** start EXERCISE MATERIAL **

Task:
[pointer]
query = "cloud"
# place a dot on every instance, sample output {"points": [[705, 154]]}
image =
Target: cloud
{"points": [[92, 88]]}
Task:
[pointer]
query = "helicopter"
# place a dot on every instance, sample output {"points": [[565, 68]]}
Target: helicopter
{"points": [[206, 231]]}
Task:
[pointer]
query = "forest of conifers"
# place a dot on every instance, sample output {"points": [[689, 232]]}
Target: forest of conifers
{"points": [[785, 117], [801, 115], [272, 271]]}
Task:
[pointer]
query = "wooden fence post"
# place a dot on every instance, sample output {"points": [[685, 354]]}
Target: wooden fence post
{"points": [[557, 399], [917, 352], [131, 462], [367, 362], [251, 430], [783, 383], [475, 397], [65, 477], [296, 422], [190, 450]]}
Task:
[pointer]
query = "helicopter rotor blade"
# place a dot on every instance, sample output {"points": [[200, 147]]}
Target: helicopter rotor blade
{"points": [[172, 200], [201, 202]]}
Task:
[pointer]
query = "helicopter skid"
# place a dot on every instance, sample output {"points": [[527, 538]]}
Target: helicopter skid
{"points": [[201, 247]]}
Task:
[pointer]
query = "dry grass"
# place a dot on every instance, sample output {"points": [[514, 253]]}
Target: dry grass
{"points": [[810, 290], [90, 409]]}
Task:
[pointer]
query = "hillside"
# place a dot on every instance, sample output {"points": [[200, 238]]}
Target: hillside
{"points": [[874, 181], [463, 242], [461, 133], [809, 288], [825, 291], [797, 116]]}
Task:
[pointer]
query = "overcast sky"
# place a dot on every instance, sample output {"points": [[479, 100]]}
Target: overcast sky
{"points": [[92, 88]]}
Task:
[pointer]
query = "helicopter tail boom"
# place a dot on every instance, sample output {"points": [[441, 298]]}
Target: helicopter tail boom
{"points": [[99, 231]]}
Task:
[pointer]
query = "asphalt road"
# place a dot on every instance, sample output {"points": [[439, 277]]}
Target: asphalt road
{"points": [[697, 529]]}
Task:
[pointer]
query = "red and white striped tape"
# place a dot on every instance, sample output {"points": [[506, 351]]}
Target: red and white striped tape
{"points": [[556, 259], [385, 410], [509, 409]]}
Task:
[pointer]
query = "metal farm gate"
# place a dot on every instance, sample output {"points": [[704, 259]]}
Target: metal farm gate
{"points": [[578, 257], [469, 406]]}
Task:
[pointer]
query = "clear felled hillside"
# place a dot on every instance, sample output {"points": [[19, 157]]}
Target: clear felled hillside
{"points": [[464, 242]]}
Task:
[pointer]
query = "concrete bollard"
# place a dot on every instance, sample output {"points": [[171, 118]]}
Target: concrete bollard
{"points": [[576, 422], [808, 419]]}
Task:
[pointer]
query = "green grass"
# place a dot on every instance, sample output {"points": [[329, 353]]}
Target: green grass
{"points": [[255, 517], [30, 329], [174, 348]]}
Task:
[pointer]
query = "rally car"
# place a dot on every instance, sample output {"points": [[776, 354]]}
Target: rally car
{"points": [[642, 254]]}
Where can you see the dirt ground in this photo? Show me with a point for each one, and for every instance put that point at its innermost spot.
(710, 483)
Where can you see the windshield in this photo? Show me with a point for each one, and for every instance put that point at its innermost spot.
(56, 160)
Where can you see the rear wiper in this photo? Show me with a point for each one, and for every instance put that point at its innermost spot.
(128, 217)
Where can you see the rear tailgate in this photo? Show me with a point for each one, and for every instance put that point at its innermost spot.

** end EXERCISE MATERIAL **

* [TASK REQUIREMENTS] Copy all of the items above word for word, keeping every line unchanged and in its original order.

* [WRITTEN REPLY]
Task:
[pointer]
query = "cloud"
# place a dot on every instance, sample output {"points": [[705, 154]]}
image =
Target: cloud
{"points": [[92, 88]]}
Task:
[pointer]
query = "helicopter"
# place a dot on every instance, sample output {"points": [[565, 68]]}
Target: helicopter
{"points": [[206, 231]]}
Task:
[pointer]
query = "forest of conifers"
# place a dot on every instance, sample output {"points": [[689, 232]]}
Target: forest of conifers
{"points": [[785, 117], [801, 115], [272, 271]]}
Task:
[pointer]
query = "wooden fence post"
# place a dot on every instance, sample output {"points": [[685, 354]]}
Target: wooden fence post
{"points": [[557, 399], [917, 352], [131, 462], [367, 362], [251, 430], [783, 383], [475, 397], [65, 477], [296, 422], [190, 450]]}
Task:
[pointer]
query = "helicopter rotor blade"
# place a dot on every instance, sample output {"points": [[200, 147]]}
Target: helicopter rotor blade
{"points": [[172, 200], [201, 202]]}
Task:
[pointer]
query = "helicopter skid"
# place a dot on every instance, sample output {"points": [[527, 538]]}
Target: helicopter skid
{"points": [[201, 247]]}
Task:
[pointer]
query = "dry grass"
# place a dot on every instance, sample output {"points": [[514, 253]]}
Target: dry grass
{"points": [[810, 290], [90, 409]]}
Task:
[pointer]
query = "hillside"
# place a dot on every instance, sample output {"points": [[200, 238]]}
Target: hillside
{"points": [[874, 181], [463, 242], [461, 133], [809, 288], [825, 291], [797, 116]]}
Task:
[pointer]
query = "overcast sky"
# place a dot on every instance, sample output {"points": [[479, 100]]}
Target: overcast sky
{"points": [[92, 88]]}
Task:
[pointer]
query = "helicopter tail boom"
# place a dot on every instance, sample output {"points": [[441, 298]]}
Target: helicopter tail boom
{"points": [[99, 231]]}
Task:
[pointer]
query = "asphalt road"
# place a dot on every instance, sample output {"points": [[439, 277]]}
Target: asphalt road
{"points": [[697, 529]]}
Task:
[pointer]
query = "red and white striped tape"
# place a dot on every instance, sample output {"points": [[506, 351]]}
Target: red and white striped tape
{"points": [[556, 259], [385, 410], [509, 409]]}
Task:
[pointer]
query = "metal farm gate"
# place a dot on every instance, sample output {"points": [[704, 259]]}
Target: metal farm gate
{"points": [[578, 257], [469, 406]]}
Task:
[pointer]
query = "clear felled hillside"
# place a dot on every instance, sample output {"points": [[19, 157]]}
Target: clear felled hillside
{"points": [[464, 242]]}
Task:
[pointer]
query = "concrete bollard"
# place a dot on every instance, sample output {"points": [[171, 118]]}
Target: concrete bollard
{"points": [[576, 422], [808, 419]]}
Task:
[pointer]
query = "green grass"
# place a dot on every instance, sample output {"points": [[329, 353]]}
Target: green grass
{"points": [[255, 517], [30, 329], [174, 348]]}
Task:
[pointer]
query = "rally car"
# place a dot on every instance, sample output {"points": [[776, 354]]}
Target: rally car
{"points": [[642, 254]]}
Where can you see the dirt ground in this photo? Show me with a point for each one, and for every instance put that point at its innermost spot.
(710, 483)
Where can you see the windshield in this photo? Show me with a point for each one, and for every instance put that point at its innermost spot.
(56, 160)
Where can you see the rear wiper in this photo? Show me with a point for each one, and for every instance put that point at its innermost spot.
(128, 217)
Where can you see the rear tailgate in this photo? Show me with a point for each one, and for every instance put that point at its innermost spot.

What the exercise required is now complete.